→ Exercise goal:
The copy must match the data word for word and contain no pictures.

───

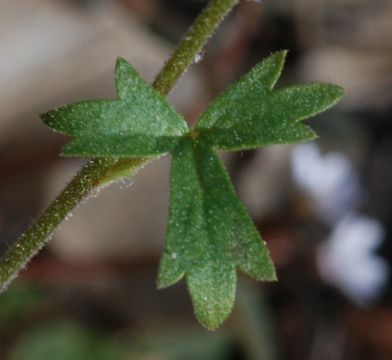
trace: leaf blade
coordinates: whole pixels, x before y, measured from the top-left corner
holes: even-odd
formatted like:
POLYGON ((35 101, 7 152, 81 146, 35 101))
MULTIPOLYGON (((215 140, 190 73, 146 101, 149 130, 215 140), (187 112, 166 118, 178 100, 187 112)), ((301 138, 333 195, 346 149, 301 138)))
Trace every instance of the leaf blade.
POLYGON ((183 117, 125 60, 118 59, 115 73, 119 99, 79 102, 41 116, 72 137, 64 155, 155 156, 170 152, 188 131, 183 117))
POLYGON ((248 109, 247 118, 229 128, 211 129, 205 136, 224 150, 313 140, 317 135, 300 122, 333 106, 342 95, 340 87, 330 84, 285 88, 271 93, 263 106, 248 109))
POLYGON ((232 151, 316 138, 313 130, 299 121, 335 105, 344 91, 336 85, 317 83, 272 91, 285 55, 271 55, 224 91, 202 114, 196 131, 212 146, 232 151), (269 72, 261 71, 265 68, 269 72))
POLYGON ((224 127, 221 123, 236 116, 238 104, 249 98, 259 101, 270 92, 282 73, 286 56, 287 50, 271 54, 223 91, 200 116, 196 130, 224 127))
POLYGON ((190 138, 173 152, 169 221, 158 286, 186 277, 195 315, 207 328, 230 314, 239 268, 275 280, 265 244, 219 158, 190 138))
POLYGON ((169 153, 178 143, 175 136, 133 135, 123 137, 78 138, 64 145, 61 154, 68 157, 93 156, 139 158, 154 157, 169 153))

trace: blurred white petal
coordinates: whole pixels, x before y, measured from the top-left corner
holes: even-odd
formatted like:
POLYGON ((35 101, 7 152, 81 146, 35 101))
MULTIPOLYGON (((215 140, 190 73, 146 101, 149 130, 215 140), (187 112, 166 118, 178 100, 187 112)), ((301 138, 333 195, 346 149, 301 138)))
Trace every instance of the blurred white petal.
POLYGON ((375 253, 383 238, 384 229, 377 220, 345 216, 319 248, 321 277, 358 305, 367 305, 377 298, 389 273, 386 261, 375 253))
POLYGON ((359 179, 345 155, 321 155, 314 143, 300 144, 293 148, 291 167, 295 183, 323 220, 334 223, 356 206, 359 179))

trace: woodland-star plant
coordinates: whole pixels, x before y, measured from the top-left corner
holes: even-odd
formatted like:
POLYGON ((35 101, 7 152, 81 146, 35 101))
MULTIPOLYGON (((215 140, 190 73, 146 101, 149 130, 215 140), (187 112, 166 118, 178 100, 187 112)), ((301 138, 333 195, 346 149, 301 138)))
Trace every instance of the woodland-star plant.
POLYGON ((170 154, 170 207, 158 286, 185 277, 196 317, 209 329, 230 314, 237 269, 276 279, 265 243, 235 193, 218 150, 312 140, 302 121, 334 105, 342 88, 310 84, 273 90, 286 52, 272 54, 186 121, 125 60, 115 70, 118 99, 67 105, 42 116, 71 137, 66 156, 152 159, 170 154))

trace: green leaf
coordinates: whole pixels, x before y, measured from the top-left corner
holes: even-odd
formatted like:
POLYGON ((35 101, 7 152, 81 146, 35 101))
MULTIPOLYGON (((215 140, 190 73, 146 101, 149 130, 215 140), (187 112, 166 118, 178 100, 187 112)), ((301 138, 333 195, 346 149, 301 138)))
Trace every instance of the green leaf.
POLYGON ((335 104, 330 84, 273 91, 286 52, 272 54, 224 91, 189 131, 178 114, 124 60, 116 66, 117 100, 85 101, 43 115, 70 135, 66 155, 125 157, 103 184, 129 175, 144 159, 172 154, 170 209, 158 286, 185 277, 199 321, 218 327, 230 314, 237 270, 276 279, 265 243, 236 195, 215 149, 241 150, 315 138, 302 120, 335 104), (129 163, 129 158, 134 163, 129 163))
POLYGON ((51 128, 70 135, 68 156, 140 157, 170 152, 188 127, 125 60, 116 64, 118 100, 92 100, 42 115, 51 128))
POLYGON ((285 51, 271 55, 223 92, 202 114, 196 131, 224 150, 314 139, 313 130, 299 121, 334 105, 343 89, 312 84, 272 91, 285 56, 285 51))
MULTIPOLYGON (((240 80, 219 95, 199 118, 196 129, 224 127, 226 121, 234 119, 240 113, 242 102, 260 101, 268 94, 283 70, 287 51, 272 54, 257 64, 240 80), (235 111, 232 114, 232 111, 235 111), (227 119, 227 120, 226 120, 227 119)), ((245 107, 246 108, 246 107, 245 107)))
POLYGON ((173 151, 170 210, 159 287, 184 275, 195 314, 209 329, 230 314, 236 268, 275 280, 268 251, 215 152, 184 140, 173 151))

───

→ Solution to the problem:
trace: leaf blade
coordinates: whole pixels, x before y, measured from the top-left corner
holes: even-odd
formatted like:
POLYGON ((35 101, 7 152, 81 146, 35 101))
MULTIPOLYGON (((215 140, 190 73, 146 101, 149 130, 215 140), (187 112, 166 118, 178 100, 187 112)), ((301 138, 333 195, 346 149, 301 138)))
Trace every instance of the leaf blade.
POLYGON ((183 117, 125 60, 118 59, 115 73, 119 99, 79 102, 41 116, 72 137, 64 155, 155 156, 170 152, 188 131, 183 117))
POLYGON ((248 109, 247 118, 229 128, 211 129, 205 136, 224 150, 313 140, 317 135, 300 122, 333 106, 342 95, 340 87, 330 84, 285 88, 271 93, 263 106, 248 109))
POLYGON ((232 151, 316 138, 313 130, 299 121, 335 105, 344 91, 336 85, 317 83, 272 91, 285 55, 271 55, 224 91, 202 114, 196 131, 212 146, 232 151), (269 72, 261 71, 265 68, 269 72))
POLYGON ((224 127, 221 123, 236 116, 238 104, 249 98, 259 101, 270 92, 282 73, 286 56, 287 50, 271 54, 223 91, 200 116, 196 130, 224 127))
POLYGON ((190 138, 173 152, 169 221, 158 286, 186 277, 195 315, 207 328, 230 314, 239 268, 275 280, 265 244, 219 158, 190 138))
POLYGON ((169 153, 178 143, 175 136, 133 135, 123 137, 78 138, 64 145, 61 154, 68 157, 93 156, 139 158, 154 157, 169 153))

trace: blurred white petal
coordinates: whole pixels, x before y, measured from the top-left corner
holes: even-odd
formatted like:
POLYGON ((35 101, 7 152, 81 146, 35 101))
MULTIPOLYGON (((215 140, 190 73, 146 101, 149 130, 215 140), (187 112, 166 118, 178 100, 187 112)), ((301 138, 333 195, 346 149, 301 138)))
Trace every instance of the blurred white petal.
POLYGON ((375 253, 383 238, 384 229, 377 220, 345 216, 319 248, 321 277, 358 305, 367 305, 377 298, 389 273, 386 261, 375 253))
POLYGON ((359 179, 345 155, 321 155, 314 143, 300 144, 293 148, 291 167, 295 183, 323 220, 334 223, 356 206, 359 179))

trace: woodland-star plant
coordinates: whole pixels, x before y, measured from the top-left corner
holes: even-odd
formatted like:
POLYGON ((35 101, 7 152, 81 146, 35 101))
MULTIPOLYGON (((215 140, 190 73, 146 101, 149 130, 215 140), (187 112, 166 118, 178 100, 187 112)), ((301 138, 333 195, 346 149, 301 138)))
Trace every instance of the woodland-star plant.
POLYGON ((170 154, 170 207, 158 286, 185 277, 196 317, 209 329, 230 314, 237 269, 276 279, 265 243, 235 193, 218 150, 312 140, 302 121, 334 105, 342 88, 310 84, 273 90, 286 52, 272 54, 186 121, 125 60, 115 70, 118 99, 67 105, 42 116, 71 137, 66 156, 152 159, 170 154))

trace: green leaf
coordinates: whole pixels, x before y, measured from the top-left corner
holes: even-odd
formatted like:
POLYGON ((35 101, 7 152, 81 146, 35 101))
MULTIPOLYGON (((215 140, 190 73, 146 101, 149 130, 215 140), (187 112, 166 118, 178 100, 187 112)), ((301 138, 333 195, 346 149, 301 138)))
Trace every instance of the green leaf.
POLYGON ((335 104, 330 84, 273 91, 286 52, 272 54, 224 91, 189 131, 178 114, 124 60, 116 66, 117 100, 85 101, 43 115, 70 135, 66 155, 125 157, 103 184, 129 175, 144 159, 172 154, 170 209, 158 286, 185 277, 199 321, 218 327, 230 314, 237 270, 276 279, 265 243, 236 195, 215 149, 241 150, 315 138, 302 120, 335 104), (129 163, 129 158, 134 163, 129 163))
POLYGON ((51 128, 70 135, 68 156, 140 157, 170 152, 188 127, 125 60, 116 64, 118 100, 92 100, 42 115, 51 128))
POLYGON ((285 51, 271 55, 223 92, 202 114, 196 131, 224 150, 314 139, 313 130, 299 121, 334 105, 343 89, 312 84, 272 91, 285 56, 285 51))
MULTIPOLYGON (((240 80, 219 95, 199 118, 196 129, 224 127, 226 121, 234 119, 240 113, 242 102, 260 101, 268 94, 283 70, 287 51, 272 54, 257 64, 240 80), (235 111, 232 114, 232 111, 235 111), (227 119, 227 120, 226 120, 227 119)), ((245 107, 246 108, 246 107, 245 107)))
POLYGON ((173 151, 170 210, 159 287, 184 275, 195 314, 209 329, 230 314, 236 268, 275 280, 268 251, 215 152, 184 140, 173 151))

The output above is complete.